### PROMPT
Extract, word for word, each line from the line holding "label the hyrax back, a point per instance." through the end of the records. Omit every picture.

(Dataset entries)
------------------------------------------------
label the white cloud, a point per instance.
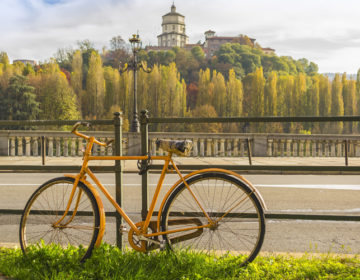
(324, 31)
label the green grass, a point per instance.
(108, 262)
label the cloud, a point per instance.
(320, 30)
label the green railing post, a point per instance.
(144, 129)
(43, 149)
(118, 175)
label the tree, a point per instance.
(18, 101)
(234, 96)
(118, 53)
(337, 105)
(219, 95)
(93, 100)
(58, 100)
(77, 74)
(350, 103)
(6, 70)
(205, 111)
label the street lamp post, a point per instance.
(135, 66)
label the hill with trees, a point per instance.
(239, 80)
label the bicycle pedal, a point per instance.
(162, 245)
(123, 229)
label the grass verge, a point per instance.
(108, 262)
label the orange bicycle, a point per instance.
(211, 210)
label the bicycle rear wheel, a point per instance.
(239, 226)
(47, 205)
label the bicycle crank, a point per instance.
(141, 243)
(188, 236)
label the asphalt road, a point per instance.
(314, 194)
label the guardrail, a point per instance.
(145, 121)
(25, 143)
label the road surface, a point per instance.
(313, 194)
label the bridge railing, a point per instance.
(205, 144)
(63, 144)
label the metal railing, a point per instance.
(144, 134)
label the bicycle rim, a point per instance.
(47, 205)
(240, 226)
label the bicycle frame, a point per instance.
(143, 230)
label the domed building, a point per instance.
(173, 30)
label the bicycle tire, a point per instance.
(47, 205)
(241, 232)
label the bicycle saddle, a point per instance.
(179, 147)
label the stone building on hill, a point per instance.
(173, 30)
(173, 35)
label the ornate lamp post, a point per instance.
(135, 66)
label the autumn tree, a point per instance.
(18, 101)
(93, 100)
(337, 104)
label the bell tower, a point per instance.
(173, 30)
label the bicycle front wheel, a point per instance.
(46, 207)
(237, 219)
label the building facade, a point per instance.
(173, 30)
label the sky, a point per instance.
(326, 32)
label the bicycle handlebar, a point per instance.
(86, 137)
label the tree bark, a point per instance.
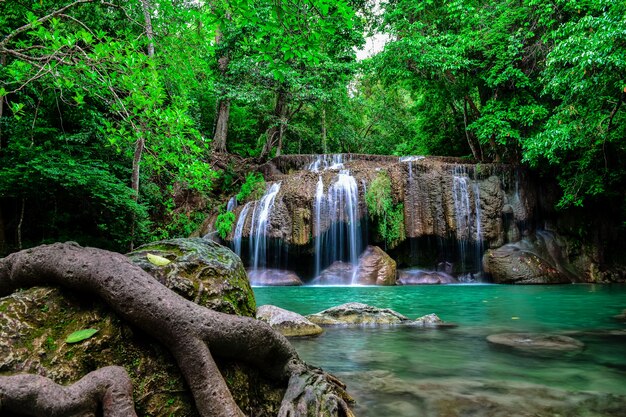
(275, 132)
(191, 332)
(223, 114)
(109, 389)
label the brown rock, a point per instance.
(376, 268)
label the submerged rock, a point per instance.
(534, 260)
(273, 277)
(357, 314)
(287, 322)
(202, 271)
(35, 323)
(381, 393)
(419, 277)
(536, 342)
(376, 268)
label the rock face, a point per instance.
(534, 260)
(537, 343)
(35, 323)
(419, 277)
(273, 277)
(200, 270)
(376, 267)
(288, 323)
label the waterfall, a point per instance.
(241, 221)
(232, 204)
(467, 217)
(258, 228)
(342, 241)
(325, 162)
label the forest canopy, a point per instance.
(118, 118)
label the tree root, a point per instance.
(108, 388)
(191, 332)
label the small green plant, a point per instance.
(252, 188)
(388, 217)
(224, 223)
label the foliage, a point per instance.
(224, 223)
(80, 335)
(388, 216)
(253, 187)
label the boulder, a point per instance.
(536, 343)
(35, 323)
(533, 260)
(338, 273)
(202, 271)
(357, 314)
(287, 322)
(376, 268)
(273, 277)
(419, 277)
(431, 321)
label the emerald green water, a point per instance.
(406, 371)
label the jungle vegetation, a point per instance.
(119, 120)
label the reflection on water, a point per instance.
(407, 371)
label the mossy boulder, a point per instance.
(200, 270)
(35, 323)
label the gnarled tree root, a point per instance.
(108, 389)
(191, 332)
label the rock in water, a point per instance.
(35, 323)
(273, 277)
(357, 314)
(287, 322)
(202, 271)
(539, 343)
(376, 268)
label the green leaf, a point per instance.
(157, 260)
(80, 335)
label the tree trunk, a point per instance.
(469, 135)
(147, 9)
(108, 389)
(221, 126)
(220, 134)
(276, 130)
(191, 332)
(3, 61)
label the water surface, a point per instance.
(404, 371)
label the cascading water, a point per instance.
(324, 162)
(467, 218)
(317, 209)
(258, 228)
(342, 241)
(241, 221)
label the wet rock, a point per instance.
(288, 323)
(534, 260)
(35, 323)
(419, 277)
(621, 316)
(338, 273)
(536, 342)
(357, 314)
(380, 393)
(202, 271)
(376, 268)
(273, 277)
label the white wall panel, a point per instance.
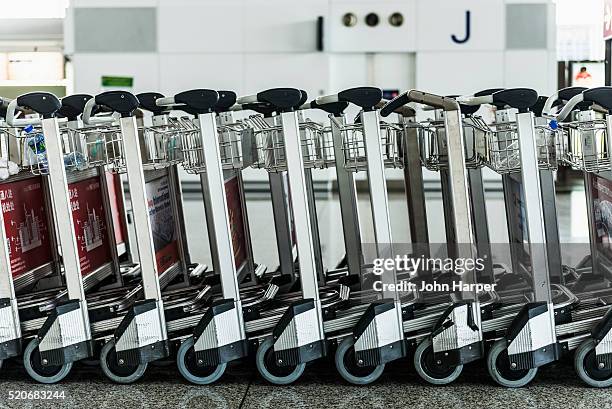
(394, 71)
(306, 71)
(459, 72)
(201, 26)
(179, 72)
(89, 69)
(361, 37)
(347, 70)
(529, 68)
(114, 3)
(439, 20)
(282, 25)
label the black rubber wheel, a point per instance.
(269, 368)
(124, 374)
(589, 368)
(500, 368)
(434, 371)
(347, 367)
(48, 374)
(191, 371)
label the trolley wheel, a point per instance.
(500, 370)
(271, 371)
(90, 362)
(434, 372)
(347, 366)
(188, 366)
(124, 374)
(48, 374)
(587, 366)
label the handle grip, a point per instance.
(431, 100)
(200, 101)
(260, 107)
(364, 97)
(121, 102)
(601, 96)
(283, 99)
(90, 109)
(73, 105)
(43, 103)
(227, 99)
(564, 94)
(148, 101)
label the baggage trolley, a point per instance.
(207, 148)
(583, 129)
(64, 335)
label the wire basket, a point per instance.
(433, 143)
(161, 145)
(10, 153)
(230, 145)
(353, 145)
(33, 149)
(503, 152)
(269, 145)
(102, 145)
(583, 145)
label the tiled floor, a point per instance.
(555, 387)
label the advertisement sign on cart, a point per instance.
(163, 223)
(90, 224)
(25, 222)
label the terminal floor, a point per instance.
(321, 387)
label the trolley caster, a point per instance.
(501, 370)
(191, 371)
(589, 368)
(124, 374)
(48, 374)
(349, 370)
(269, 368)
(434, 372)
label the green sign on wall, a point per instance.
(123, 82)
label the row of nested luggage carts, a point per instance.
(74, 288)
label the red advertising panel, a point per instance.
(607, 19)
(602, 212)
(25, 221)
(113, 184)
(236, 219)
(90, 224)
(163, 223)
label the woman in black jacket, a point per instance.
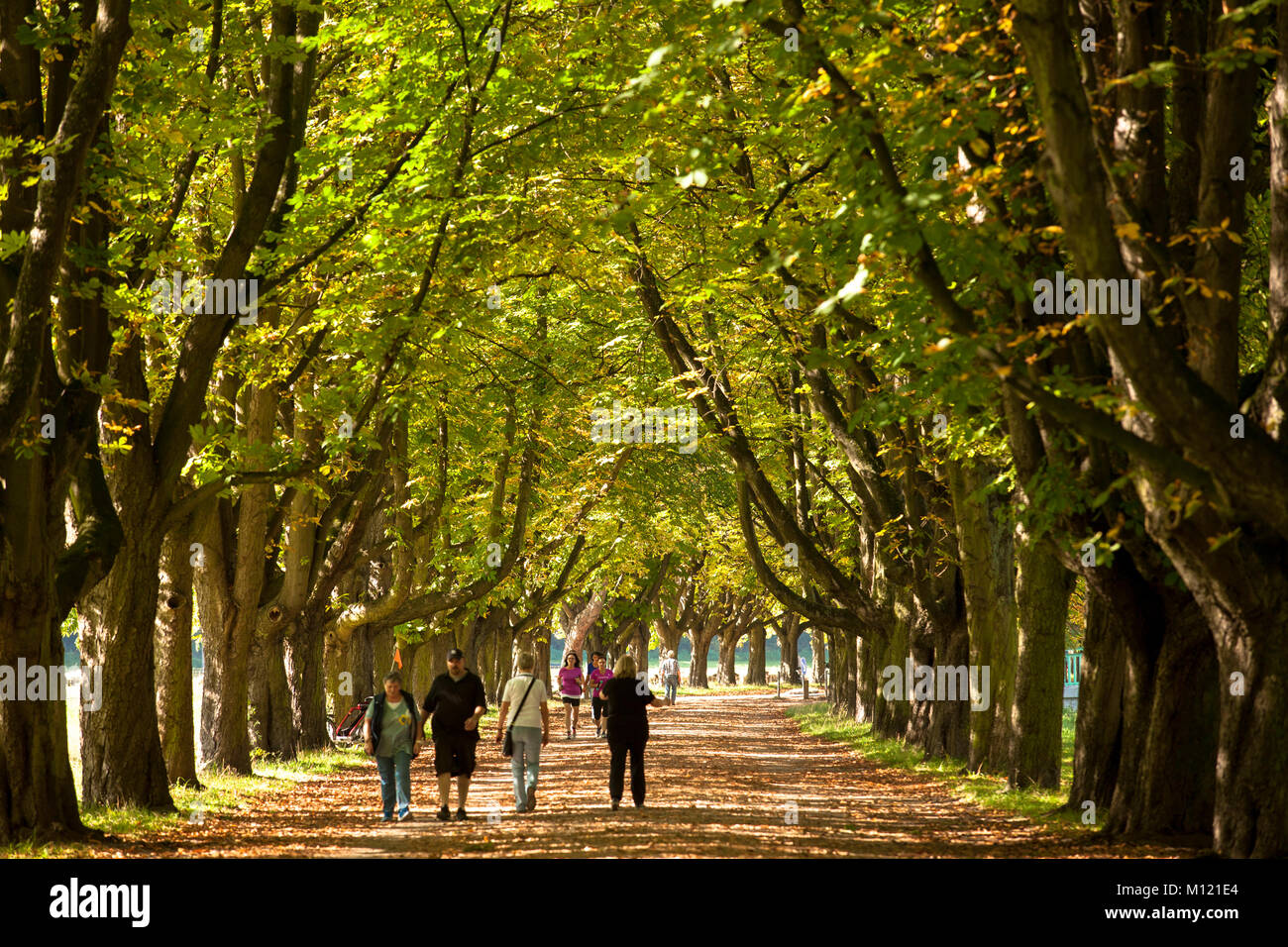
(627, 698)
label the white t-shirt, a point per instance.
(531, 712)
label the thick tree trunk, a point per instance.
(174, 660)
(951, 719)
(892, 716)
(841, 692)
(789, 660)
(38, 792)
(698, 659)
(756, 661)
(1042, 590)
(121, 762)
(301, 652)
(984, 540)
(726, 672)
(818, 657)
(271, 727)
(1098, 736)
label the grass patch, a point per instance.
(220, 792)
(983, 789)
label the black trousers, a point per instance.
(619, 741)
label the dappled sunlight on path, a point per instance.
(728, 775)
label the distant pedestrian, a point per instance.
(627, 697)
(454, 707)
(571, 688)
(391, 736)
(597, 676)
(671, 677)
(529, 729)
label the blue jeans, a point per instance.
(527, 755)
(395, 770)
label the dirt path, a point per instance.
(724, 775)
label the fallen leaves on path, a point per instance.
(728, 776)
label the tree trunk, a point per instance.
(121, 762)
(1042, 590)
(818, 657)
(301, 652)
(698, 660)
(984, 540)
(756, 661)
(174, 660)
(271, 727)
(789, 660)
(38, 792)
(1098, 736)
(726, 673)
(841, 692)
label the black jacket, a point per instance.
(377, 716)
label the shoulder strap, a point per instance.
(524, 699)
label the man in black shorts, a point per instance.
(454, 707)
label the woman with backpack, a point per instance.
(528, 732)
(571, 688)
(390, 736)
(627, 698)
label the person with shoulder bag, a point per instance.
(527, 733)
(389, 732)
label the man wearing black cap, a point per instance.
(454, 707)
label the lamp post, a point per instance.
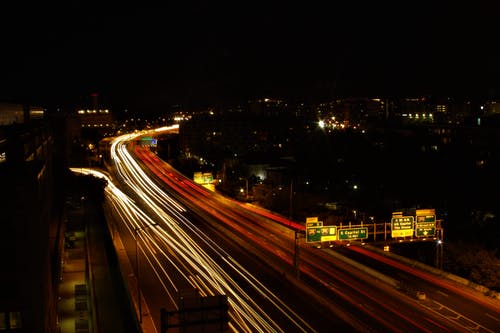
(136, 231)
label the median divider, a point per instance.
(452, 277)
(373, 273)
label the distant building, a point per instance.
(11, 113)
(100, 119)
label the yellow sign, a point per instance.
(430, 211)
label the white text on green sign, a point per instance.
(321, 234)
(355, 233)
(402, 226)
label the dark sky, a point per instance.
(199, 52)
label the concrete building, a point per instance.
(29, 236)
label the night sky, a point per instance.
(204, 52)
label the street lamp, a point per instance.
(136, 232)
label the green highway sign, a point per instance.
(314, 224)
(402, 226)
(321, 234)
(427, 229)
(354, 233)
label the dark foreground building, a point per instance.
(29, 227)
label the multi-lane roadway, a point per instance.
(190, 239)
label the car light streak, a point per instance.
(164, 236)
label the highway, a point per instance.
(189, 238)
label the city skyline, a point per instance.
(149, 56)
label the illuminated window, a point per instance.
(3, 321)
(15, 319)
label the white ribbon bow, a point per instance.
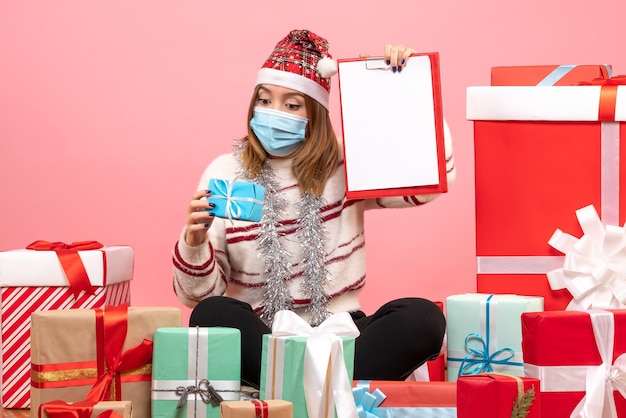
(324, 366)
(602, 380)
(594, 269)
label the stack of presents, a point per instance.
(543, 336)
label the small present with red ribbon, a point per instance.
(95, 355)
(49, 276)
(105, 409)
(541, 153)
(547, 75)
(256, 408)
(580, 358)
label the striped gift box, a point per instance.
(35, 281)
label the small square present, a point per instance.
(51, 276)
(575, 134)
(62, 409)
(238, 200)
(299, 362)
(580, 358)
(485, 333)
(256, 408)
(494, 395)
(406, 399)
(96, 354)
(547, 75)
(194, 369)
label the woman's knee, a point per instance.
(217, 311)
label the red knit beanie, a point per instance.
(300, 61)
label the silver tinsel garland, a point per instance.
(278, 261)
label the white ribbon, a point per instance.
(225, 190)
(602, 380)
(594, 269)
(324, 366)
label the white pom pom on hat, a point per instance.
(327, 67)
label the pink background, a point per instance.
(110, 110)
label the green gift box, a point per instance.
(485, 333)
(189, 366)
(283, 369)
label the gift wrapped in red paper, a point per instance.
(50, 276)
(541, 153)
(494, 395)
(579, 358)
(547, 75)
(105, 409)
(407, 399)
(96, 355)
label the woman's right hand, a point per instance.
(198, 218)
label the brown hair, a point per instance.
(314, 162)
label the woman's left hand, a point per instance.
(397, 56)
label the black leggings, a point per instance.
(394, 341)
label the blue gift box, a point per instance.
(240, 200)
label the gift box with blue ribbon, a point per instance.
(485, 333)
(194, 370)
(236, 200)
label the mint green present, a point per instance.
(303, 364)
(191, 365)
(485, 333)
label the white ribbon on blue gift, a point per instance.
(487, 357)
(198, 393)
(598, 382)
(232, 209)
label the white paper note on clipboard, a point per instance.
(392, 127)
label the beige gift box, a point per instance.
(64, 355)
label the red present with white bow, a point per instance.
(51, 276)
(579, 357)
(541, 152)
(310, 366)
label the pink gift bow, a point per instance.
(594, 269)
(323, 350)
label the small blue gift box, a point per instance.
(240, 200)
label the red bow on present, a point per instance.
(111, 329)
(608, 95)
(62, 409)
(71, 262)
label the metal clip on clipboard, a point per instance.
(376, 63)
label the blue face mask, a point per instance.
(280, 133)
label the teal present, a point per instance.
(485, 333)
(239, 200)
(189, 365)
(310, 367)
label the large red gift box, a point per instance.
(576, 355)
(547, 75)
(541, 153)
(38, 280)
(493, 395)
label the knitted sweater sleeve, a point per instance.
(407, 201)
(201, 271)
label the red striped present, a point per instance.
(39, 280)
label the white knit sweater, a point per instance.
(228, 262)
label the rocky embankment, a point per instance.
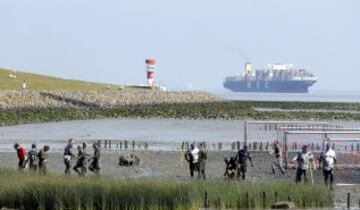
(97, 99)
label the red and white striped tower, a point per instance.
(150, 70)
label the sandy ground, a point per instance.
(172, 165)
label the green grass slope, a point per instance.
(42, 82)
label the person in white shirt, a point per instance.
(328, 160)
(192, 156)
(24, 85)
(304, 159)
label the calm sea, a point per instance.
(316, 96)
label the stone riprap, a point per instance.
(99, 99)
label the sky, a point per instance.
(196, 43)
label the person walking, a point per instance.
(81, 160)
(95, 160)
(242, 158)
(202, 162)
(43, 155)
(68, 155)
(304, 161)
(32, 158)
(328, 160)
(21, 152)
(277, 163)
(230, 169)
(192, 157)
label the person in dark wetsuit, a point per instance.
(21, 152)
(43, 155)
(95, 160)
(277, 163)
(230, 169)
(202, 162)
(32, 158)
(242, 157)
(68, 155)
(81, 160)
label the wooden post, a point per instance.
(264, 200)
(206, 200)
(245, 132)
(238, 204)
(218, 203)
(247, 200)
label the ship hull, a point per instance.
(276, 86)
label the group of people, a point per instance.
(306, 164)
(236, 165)
(82, 158)
(37, 160)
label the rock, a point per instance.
(283, 205)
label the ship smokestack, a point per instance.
(150, 70)
(248, 68)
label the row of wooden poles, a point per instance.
(125, 144)
(247, 204)
(253, 146)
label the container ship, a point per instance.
(276, 77)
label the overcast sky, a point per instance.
(197, 43)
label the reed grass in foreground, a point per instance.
(32, 191)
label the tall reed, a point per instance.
(32, 191)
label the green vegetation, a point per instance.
(222, 110)
(32, 191)
(41, 82)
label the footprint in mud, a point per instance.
(145, 172)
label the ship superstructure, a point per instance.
(276, 77)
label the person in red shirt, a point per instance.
(21, 152)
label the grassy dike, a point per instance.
(33, 191)
(218, 110)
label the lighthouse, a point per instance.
(150, 71)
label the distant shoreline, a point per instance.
(18, 107)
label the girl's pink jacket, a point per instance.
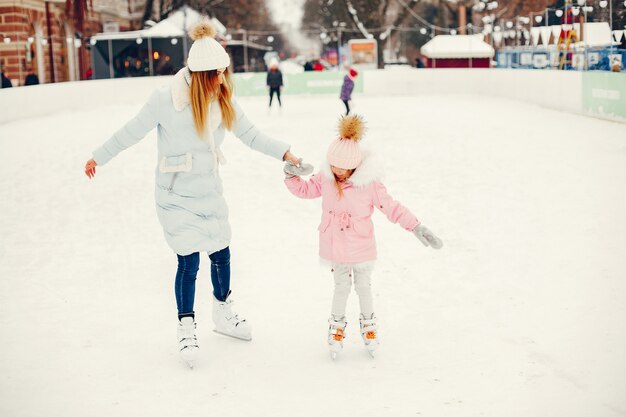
(346, 231)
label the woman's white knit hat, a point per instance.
(206, 53)
(345, 152)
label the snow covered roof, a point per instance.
(457, 46)
(175, 26)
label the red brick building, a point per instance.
(50, 40)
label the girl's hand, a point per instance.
(288, 156)
(90, 168)
(427, 237)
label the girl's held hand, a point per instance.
(291, 157)
(90, 168)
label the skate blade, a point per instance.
(234, 336)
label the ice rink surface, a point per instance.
(522, 313)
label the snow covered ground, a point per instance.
(522, 313)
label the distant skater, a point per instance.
(347, 87)
(275, 82)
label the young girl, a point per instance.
(350, 189)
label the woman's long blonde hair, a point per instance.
(205, 87)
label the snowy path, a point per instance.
(522, 313)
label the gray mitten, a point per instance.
(291, 170)
(427, 237)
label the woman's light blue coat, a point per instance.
(188, 188)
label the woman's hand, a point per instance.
(288, 156)
(90, 168)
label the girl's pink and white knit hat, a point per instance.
(345, 152)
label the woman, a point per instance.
(192, 115)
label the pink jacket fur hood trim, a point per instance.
(346, 231)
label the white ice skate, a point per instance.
(369, 333)
(227, 322)
(187, 341)
(336, 334)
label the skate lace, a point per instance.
(188, 338)
(368, 328)
(337, 334)
(231, 314)
(337, 330)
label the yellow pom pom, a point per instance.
(351, 127)
(201, 30)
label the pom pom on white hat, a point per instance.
(206, 53)
(344, 152)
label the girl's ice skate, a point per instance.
(336, 334)
(227, 322)
(187, 341)
(369, 333)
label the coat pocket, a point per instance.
(324, 224)
(176, 163)
(363, 228)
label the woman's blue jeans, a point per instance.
(185, 285)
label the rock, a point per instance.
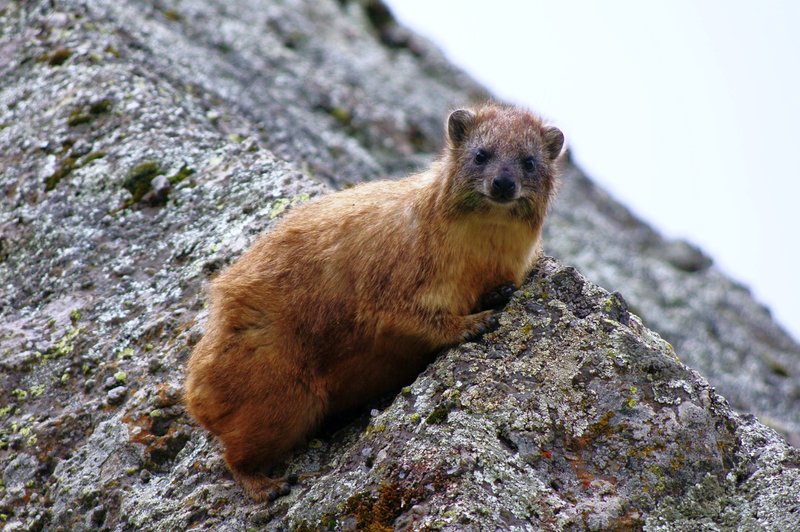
(116, 395)
(571, 414)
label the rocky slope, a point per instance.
(144, 145)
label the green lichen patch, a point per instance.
(84, 114)
(180, 175)
(440, 413)
(64, 346)
(138, 180)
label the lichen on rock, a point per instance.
(145, 145)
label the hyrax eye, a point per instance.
(481, 156)
(529, 164)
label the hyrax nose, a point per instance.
(503, 186)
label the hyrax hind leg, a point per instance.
(264, 430)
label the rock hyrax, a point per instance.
(350, 296)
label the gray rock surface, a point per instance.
(144, 145)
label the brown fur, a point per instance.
(350, 296)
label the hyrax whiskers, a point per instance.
(350, 296)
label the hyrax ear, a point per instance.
(553, 141)
(458, 125)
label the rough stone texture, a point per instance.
(144, 145)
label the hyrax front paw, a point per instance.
(498, 297)
(479, 324)
(265, 489)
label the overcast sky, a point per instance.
(688, 111)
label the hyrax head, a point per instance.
(502, 157)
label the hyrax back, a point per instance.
(350, 296)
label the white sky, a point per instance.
(688, 111)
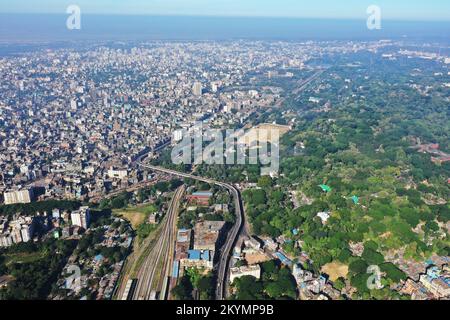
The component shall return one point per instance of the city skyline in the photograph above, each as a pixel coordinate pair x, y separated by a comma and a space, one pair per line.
437, 10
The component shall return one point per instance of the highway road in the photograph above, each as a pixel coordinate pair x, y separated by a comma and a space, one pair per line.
153, 272
238, 230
------------------------------------------------
### SOLUTION BELOW
label the hyrax back, a point per instance.
(350, 296)
label the white sky, a point per instance.
(688, 111)
The component shall return one point per instance of the city skyline in the photograph above, each as a pixel coordinate pair x, y separated by a comma and a space, one pair per line.
437, 10
The component shall return one point per instance of the highway road in the photograph above, each as a pixel coordinate pair x, y separated by a comma and a space, one pair per line.
153, 272
238, 230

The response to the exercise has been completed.